* [OBJECTIVE]: Please lay out all of the material below as a two-column CSV with the headers wording and coordinates. Give one row for each piece of wording and the coordinates marked for it, put each in a single quoted field with line breaks turned into spaces, and leave out the pictures.

<<<<

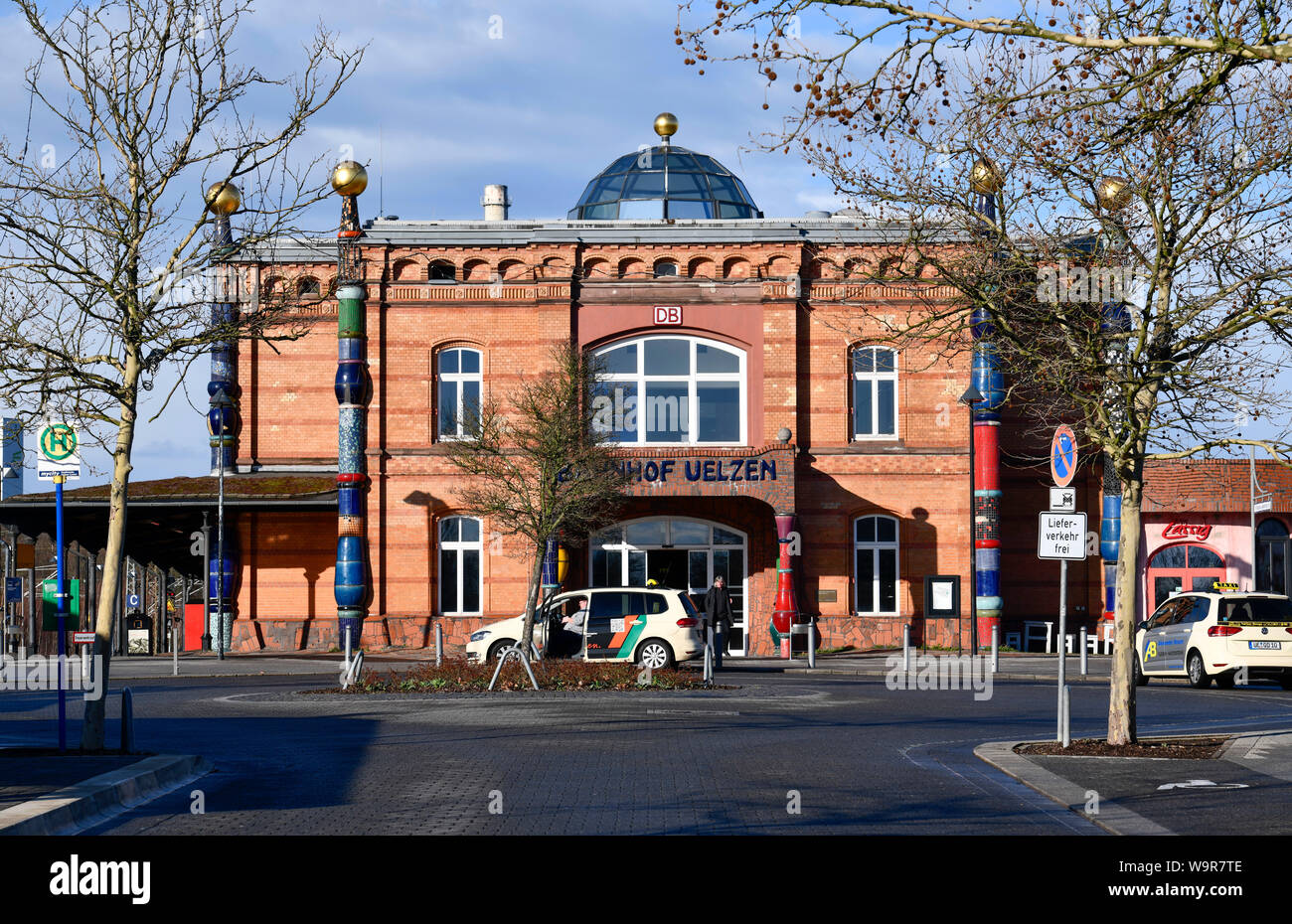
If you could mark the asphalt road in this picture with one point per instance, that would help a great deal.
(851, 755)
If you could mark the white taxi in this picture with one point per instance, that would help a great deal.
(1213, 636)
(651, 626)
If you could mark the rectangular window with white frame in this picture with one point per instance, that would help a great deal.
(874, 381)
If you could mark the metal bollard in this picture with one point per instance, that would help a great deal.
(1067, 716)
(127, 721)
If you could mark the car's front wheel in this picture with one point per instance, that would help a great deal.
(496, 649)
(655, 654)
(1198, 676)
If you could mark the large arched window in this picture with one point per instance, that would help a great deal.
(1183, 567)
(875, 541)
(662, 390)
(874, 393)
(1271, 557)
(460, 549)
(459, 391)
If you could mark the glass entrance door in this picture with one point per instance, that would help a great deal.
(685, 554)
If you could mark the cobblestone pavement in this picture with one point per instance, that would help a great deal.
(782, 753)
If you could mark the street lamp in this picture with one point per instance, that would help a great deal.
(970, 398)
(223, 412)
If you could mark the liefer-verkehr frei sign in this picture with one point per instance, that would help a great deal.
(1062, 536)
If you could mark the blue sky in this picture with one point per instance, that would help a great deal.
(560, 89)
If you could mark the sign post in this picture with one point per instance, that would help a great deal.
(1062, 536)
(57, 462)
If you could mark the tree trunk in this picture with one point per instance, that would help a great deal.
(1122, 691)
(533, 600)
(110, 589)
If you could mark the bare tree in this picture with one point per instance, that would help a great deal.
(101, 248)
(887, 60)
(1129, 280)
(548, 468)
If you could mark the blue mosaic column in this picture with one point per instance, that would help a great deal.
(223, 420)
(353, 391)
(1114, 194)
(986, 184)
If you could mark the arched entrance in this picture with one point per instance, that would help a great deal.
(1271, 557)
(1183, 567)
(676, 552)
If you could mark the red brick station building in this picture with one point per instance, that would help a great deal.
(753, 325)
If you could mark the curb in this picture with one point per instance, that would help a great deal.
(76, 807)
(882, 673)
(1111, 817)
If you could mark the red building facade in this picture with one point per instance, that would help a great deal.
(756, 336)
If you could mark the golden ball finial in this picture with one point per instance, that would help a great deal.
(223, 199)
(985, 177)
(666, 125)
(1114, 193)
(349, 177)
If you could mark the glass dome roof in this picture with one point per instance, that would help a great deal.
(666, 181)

>>>>

* [SOLUTION FOR THIS EXERCISE]:
wording,coordinates
"If you could mark the asphalt road in this picture with one point per instance, that would help a great deal.","(851, 755)"
"If you could mark the white taxi in this picture with one point per instance, that would help a great deal.","(1213, 636) (651, 626)"
"If you could mark the rectangular window with white frame in this picture with one point per instance, that would help a great deal.","(874, 381)"
"If you could mark the metal bollard in this picture with one point per instance, that would help a great deal.","(1067, 716) (127, 721)"
"If you could mark the car's front wheel in this picture with one point per instance, that would help a great deal.","(496, 649) (655, 654) (1198, 676)"
"If you could mark the large arched window in this picture with one point per instance, that would help a great deal.","(1183, 567) (875, 541) (662, 390) (874, 393) (1271, 557) (460, 549) (459, 391)"
"If you could mark the glass entrance door in this picture with one point per instance, that would help a great deal.","(685, 554)"
"If you could mark the cobblestone pavement in this picture with one point per instance, that would help a great deal.","(782, 753)"
"If you could mark the street lamp in this picture with one point per instance, that would help a great deal.","(970, 398) (223, 412)"
"If you could mark the liefer-verkehr frei sign in this picture with one point per instance, that would help a great deal.","(1062, 536)"
"If you could mark the blue sky in this picture with one point per instance, that would help a great deal.","(560, 89)"
"If you could mark the sign post in this picture with one point per instance, that would help a great deal.","(1062, 536) (57, 462)"
"If you could mark the tree trunk in this picture with one point per instance, that would help a great deal.","(1122, 691) (533, 600) (110, 589)"
"If you could mark the bare tree in this picture with one point per instance, that would help a great deal.","(101, 248) (887, 60) (1129, 280) (548, 468)"
"If you could mark the blue mosaic column in this picture with one point per instance, that would help a great deal.","(223, 420) (353, 391) (1114, 194) (986, 184)"
"If you could mark the arched entrance in this picture with one point per instance, that would help a great deal.","(1271, 557) (1183, 567) (676, 552)"
"If you could mark the red brick station building in this picture with one point per instance, that would help a great deal.","(753, 325)"
"If you could mark the curb in this picture with one point per instance, that would help a great deal.","(76, 807) (882, 673) (1111, 817)"
"If you could mark the red building facade in this picture with one point per instance, that would help a great deal.","(756, 336)"
"If you could mark the golden ball finial in this picture with one point per instance, that would help a great deal.","(223, 199) (985, 177) (666, 125) (1114, 193) (349, 177)"
"If you could mark the glass dome roof in this picture with one point per instance, that would help a great deal.","(666, 181)"